● **Aufgabenbeschreibung**: Wandle den Abschnitt, der mit der Zeile mit "Please trace the outline of every instance of the **rider's" beginnt und mit der Zeile mit "POLYGON ((705 245, 705" endet, in eine Markdown-Tabelle mit den Spalten „Nummer“ und „Zeile“ um. Beide Grenzzeilen gehören dazu, Leerzeilen entfallen.

● **Datensätze**:
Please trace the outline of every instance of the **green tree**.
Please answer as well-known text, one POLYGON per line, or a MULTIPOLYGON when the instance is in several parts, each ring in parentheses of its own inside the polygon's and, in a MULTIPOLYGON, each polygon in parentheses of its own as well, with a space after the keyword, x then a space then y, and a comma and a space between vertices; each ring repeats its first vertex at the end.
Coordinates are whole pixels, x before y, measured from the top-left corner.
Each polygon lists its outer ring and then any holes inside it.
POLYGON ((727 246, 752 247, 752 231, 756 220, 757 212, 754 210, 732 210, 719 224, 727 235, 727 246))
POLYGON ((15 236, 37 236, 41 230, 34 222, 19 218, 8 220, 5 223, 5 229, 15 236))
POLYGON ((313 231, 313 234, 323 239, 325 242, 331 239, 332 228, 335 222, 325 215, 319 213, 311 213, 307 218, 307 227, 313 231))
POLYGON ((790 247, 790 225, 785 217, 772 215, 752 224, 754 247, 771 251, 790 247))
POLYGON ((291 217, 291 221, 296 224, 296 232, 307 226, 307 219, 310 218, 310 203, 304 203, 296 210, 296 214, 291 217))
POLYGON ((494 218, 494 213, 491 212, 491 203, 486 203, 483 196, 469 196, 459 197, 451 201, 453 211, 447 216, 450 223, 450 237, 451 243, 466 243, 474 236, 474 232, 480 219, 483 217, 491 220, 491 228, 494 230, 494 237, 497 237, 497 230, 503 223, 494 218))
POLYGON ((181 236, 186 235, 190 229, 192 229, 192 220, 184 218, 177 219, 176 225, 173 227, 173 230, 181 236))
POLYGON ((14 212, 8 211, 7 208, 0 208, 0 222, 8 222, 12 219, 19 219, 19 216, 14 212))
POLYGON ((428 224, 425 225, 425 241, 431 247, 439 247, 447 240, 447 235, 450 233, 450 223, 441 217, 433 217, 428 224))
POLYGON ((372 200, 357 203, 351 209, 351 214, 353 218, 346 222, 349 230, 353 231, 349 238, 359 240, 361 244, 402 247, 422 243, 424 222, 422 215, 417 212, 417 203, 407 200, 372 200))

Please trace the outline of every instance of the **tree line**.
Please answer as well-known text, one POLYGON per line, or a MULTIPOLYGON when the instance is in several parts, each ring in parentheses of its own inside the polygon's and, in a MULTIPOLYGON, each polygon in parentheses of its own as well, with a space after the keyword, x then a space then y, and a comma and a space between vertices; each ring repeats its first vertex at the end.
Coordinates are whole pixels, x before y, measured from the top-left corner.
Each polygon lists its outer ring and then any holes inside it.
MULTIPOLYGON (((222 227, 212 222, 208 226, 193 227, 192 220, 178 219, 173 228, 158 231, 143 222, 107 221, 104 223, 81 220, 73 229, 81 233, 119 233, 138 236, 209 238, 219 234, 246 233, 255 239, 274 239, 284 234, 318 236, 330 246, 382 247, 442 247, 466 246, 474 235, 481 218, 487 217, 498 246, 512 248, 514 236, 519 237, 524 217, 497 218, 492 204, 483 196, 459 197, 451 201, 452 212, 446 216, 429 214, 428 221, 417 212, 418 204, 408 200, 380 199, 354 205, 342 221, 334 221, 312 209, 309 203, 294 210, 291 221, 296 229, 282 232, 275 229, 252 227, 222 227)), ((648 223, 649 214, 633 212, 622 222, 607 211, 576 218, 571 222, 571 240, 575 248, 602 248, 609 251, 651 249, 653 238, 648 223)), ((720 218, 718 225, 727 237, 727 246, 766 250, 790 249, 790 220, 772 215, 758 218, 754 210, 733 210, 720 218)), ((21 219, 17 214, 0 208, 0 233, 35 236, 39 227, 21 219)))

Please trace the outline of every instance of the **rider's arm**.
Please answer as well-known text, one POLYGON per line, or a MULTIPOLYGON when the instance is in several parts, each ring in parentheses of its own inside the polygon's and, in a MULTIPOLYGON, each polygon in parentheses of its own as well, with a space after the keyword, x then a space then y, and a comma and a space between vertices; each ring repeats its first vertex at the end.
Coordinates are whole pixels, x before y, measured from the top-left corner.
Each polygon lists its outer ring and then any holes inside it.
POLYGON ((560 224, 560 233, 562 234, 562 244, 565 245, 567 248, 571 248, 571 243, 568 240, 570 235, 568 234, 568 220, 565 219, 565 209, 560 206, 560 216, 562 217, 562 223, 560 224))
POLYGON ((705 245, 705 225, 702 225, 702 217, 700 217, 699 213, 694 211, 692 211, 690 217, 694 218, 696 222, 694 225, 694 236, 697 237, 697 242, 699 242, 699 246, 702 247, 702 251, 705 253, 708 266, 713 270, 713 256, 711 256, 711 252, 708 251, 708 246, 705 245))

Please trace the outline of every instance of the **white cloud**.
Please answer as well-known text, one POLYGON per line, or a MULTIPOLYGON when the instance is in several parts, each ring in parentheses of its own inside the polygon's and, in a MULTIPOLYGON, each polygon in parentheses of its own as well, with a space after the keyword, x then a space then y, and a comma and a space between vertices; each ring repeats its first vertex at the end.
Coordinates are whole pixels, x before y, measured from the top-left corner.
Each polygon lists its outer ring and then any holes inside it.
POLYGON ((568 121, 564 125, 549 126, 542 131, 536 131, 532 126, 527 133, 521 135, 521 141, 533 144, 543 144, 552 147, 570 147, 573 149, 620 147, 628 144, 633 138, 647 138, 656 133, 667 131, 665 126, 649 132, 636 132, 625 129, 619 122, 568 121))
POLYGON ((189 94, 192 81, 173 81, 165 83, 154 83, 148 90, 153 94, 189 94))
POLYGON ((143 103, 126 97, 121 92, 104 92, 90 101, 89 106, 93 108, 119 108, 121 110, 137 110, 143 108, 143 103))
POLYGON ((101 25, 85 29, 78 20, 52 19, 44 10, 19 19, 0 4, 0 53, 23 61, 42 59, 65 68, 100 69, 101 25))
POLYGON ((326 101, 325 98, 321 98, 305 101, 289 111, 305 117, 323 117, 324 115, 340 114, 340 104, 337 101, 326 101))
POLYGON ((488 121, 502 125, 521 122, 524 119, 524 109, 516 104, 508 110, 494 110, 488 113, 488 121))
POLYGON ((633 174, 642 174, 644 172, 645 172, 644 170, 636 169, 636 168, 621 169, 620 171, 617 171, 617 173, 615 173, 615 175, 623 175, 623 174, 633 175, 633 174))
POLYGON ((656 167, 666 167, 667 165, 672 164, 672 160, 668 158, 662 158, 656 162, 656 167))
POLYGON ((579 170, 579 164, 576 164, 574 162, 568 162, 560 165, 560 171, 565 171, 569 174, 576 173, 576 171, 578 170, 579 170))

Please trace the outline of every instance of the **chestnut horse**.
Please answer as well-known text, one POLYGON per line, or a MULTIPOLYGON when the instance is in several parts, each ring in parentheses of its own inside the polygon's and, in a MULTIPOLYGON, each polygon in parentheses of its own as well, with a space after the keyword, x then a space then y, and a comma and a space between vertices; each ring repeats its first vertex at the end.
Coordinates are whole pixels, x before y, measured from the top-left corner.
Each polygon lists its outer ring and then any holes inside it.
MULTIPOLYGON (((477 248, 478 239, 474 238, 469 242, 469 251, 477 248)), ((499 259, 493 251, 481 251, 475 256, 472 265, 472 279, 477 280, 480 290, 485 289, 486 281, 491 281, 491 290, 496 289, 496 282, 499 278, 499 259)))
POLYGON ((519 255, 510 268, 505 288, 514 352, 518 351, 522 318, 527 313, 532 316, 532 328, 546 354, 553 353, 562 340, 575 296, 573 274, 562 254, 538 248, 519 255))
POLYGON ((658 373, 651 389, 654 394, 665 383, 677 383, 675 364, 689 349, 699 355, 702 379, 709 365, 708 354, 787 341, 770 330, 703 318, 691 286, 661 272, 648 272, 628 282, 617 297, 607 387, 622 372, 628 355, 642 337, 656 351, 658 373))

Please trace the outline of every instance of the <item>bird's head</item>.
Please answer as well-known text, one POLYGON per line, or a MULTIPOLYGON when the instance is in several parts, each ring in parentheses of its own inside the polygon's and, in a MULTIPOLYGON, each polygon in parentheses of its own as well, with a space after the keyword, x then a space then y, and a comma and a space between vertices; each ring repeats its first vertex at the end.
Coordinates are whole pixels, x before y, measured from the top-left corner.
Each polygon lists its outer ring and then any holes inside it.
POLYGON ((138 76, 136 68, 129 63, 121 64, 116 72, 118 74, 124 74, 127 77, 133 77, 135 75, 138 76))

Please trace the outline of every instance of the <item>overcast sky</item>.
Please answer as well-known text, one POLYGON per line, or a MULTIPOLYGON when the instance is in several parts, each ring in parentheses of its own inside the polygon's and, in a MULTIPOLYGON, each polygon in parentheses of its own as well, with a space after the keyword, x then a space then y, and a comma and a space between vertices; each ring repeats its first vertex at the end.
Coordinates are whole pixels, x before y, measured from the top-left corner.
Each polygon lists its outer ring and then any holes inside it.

● **Das Ergebnis**:
| Nummer | Zeile |
|---|---|
| 1 | Please trace the outline of every instance of the **rider's arm**. |
| 2 | Please answer as well-known text, one POLYGON per line, or a MULTIPOLYGON when the instance is in several parts, each ring in parentheses of its own inside the polygon's and, in a MULTIPOLYGON, each polygon in parentheses of its own as well, with a space after the keyword, x then a space then y, and a comma and a space between vertices; each ring repeats its first vertex at the end. |
| 3 | Coordinates are whole pixels, x before y, measured from the top-left corner. |
| 4 | Each polygon lists its outer ring and then any holes inside it. |
| 5 | POLYGON ((560 224, 560 233, 562 234, 562 244, 565 245, 567 248, 571 248, 571 243, 568 240, 570 235, 568 234, 568 220, 565 219, 565 209, 560 206, 560 216, 562 217, 562 223, 560 224)) |
| 6 | POLYGON ((705 245, 705 225, 702 225, 702 217, 700 217, 699 213, 694 211, 692 211, 690 217, 694 218, 696 222, 694 225, 694 236, 697 237, 697 242, 699 242, 699 246, 702 247, 702 251, 705 253, 708 266, 713 270, 713 256, 711 256, 711 252, 708 251, 708 246, 705 245)) |